◆ WRITTEN INSTRUCTION
Rewrite the items below, replacing each occurrence of "Practice step" with "Exercise" and leaving everything else unchanged.

:: SOURCE MATERIAL ::

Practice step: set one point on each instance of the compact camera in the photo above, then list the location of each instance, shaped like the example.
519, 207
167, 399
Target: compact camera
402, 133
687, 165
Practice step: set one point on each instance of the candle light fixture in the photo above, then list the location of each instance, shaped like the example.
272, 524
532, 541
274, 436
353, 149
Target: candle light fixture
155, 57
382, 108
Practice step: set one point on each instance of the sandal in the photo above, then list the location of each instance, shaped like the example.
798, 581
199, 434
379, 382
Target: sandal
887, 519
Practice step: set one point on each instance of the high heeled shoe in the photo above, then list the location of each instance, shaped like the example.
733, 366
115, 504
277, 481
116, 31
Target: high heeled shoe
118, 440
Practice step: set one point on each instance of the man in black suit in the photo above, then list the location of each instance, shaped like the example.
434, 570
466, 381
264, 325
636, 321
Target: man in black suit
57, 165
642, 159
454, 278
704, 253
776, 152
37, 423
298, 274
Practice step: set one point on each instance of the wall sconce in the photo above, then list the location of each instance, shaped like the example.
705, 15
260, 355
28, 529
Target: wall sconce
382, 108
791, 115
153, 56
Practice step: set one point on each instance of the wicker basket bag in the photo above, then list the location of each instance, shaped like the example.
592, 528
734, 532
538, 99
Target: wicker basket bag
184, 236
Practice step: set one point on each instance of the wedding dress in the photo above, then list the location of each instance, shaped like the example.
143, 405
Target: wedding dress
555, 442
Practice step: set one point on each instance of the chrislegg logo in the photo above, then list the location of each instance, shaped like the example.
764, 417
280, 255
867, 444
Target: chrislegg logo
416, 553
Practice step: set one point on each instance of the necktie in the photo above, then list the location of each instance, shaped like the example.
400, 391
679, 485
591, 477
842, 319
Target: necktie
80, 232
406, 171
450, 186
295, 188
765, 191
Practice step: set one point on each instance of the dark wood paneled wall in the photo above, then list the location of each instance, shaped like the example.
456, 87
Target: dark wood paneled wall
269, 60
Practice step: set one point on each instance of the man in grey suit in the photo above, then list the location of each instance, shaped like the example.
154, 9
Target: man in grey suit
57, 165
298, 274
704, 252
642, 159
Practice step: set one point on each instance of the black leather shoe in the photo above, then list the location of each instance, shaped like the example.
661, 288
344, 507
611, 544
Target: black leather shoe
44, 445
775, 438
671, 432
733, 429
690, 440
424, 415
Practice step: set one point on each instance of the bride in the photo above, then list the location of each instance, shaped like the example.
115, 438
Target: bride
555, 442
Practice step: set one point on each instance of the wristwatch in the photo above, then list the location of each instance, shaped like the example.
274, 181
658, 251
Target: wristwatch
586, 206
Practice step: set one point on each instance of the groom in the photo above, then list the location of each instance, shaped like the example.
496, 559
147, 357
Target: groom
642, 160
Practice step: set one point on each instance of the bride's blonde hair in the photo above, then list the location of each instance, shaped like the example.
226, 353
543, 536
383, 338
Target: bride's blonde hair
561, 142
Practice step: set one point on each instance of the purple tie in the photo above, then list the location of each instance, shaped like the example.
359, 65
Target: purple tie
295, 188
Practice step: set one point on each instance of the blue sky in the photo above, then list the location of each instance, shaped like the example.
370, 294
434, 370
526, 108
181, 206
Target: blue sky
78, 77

:::

◆ EXPECTED OUTPUT
Exercise: set one point on each instance of the compact camera in the photo above, then list the location of each instance, shaped like the example.
519, 207
167, 399
Target: compact camera
402, 133
687, 165
Exercise: set one point on each instance of the candle light fixture in the photo above, then list the location of each instance, shaped like the example.
272, 524
532, 541
274, 436
353, 149
Target: candle light fixture
155, 57
382, 108
Exercise: set one point on each instance of the sandal in the photo above, then list the location of each instance, shaped like the example.
798, 581
199, 434
379, 382
Target: sandal
887, 519
Exercise: set one point on each instance of the high heeled shoe in the photo above, then list the location of each instance, shaped like the example.
733, 366
115, 504
277, 481
116, 31
Target: high heeled shoe
118, 440
Exercise: set one point on each instance of the man in black suit in the photo above, then list the location of each instance, shaped like the example.
434, 570
466, 381
264, 325
636, 321
Target: man in black suit
57, 165
642, 159
454, 278
704, 253
776, 152
37, 423
298, 274
Exercise: set one point on each instance of the wall sconce in the photo above, then list the location of each instance, shaped like the example.
705, 15
260, 355
28, 529
Target: wall sconce
382, 108
791, 115
153, 56
Exercise: set one point on each instance of the wicker basket bag in the photo above, then list the location of each instance, shaped like the example.
592, 528
734, 532
538, 99
Target: wicker basket bag
184, 236
Exercise: set one point on each instance of the wedding dress in the photo above, then list the location of each instance, shaped like the example.
143, 405
Target: wedding dress
555, 442
Exercise: set one point on each instance of the chrislegg logo in the photo above, then list the location of each instance, shaped like the example.
764, 417
280, 255
867, 444
Target: chrislegg logo
416, 553
Exercise: set one point on each instance of the necktie in the photo above, then list the location of each instance, shaped like the example.
400, 391
679, 485
591, 477
842, 319
Target: necktie
80, 232
406, 171
450, 186
295, 188
765, 191
Exercise: set one point on each instance of the dark wood paneled wall in the photo above, then list the location of each instance, shaped like the example.
456, 87
Target: dark wood paneled wall
269, 60
Exercise: set one point on each instance of the man in grey suit in the photo above, then list the location of each instance, shaped like the example.
154, 9
Target: man in grey suit
57, 165
298, 274
704, 252
642, 159
Exercise: set one point on each instance of the black leather shoe in the photo above, then list the location of each instance, shaped like the example.
661, 288
344, 507
611, 544
Target: black leather shoe
44, 445
775, 438
671, 432
733, 429
690, 440
424, 415
Exercise: set one point on each instance of the bride in the photo above, then list the location of each instance, shaped like the example.
115, 438
Target: bride
555, 442
Exercise: set one point on each instance of the wristwatch in the photo above, then list the location of each instance, shaped like the example.
274, 181
658, 251
Target: wristwatch
586, 206
Exercise: set one point on each instance of the groom in the photo above, then list the location of each instance, shaped like the example.
496, 559
147, 357
Target: groom
642, 160
Exercise: set one point on each instance of the bride's blonde hair in the photo above, then list the location of each instance, shaped like the example.
226, 353
543, 536
383, 338
Target: bride's blonde hair
561, 142
Exercise: set one point on each instance of the purple tie in the photo above, then list the location of each instance, shaped like the example.
359, 65
Target: purple tie
295, 188
Exercise: set one point on each instance of the blue sky in the photo above, then list the location of each instance, shaped like the example.
370, 294
434, 370
526, 108
181, 206
Target: blue sky
78, 77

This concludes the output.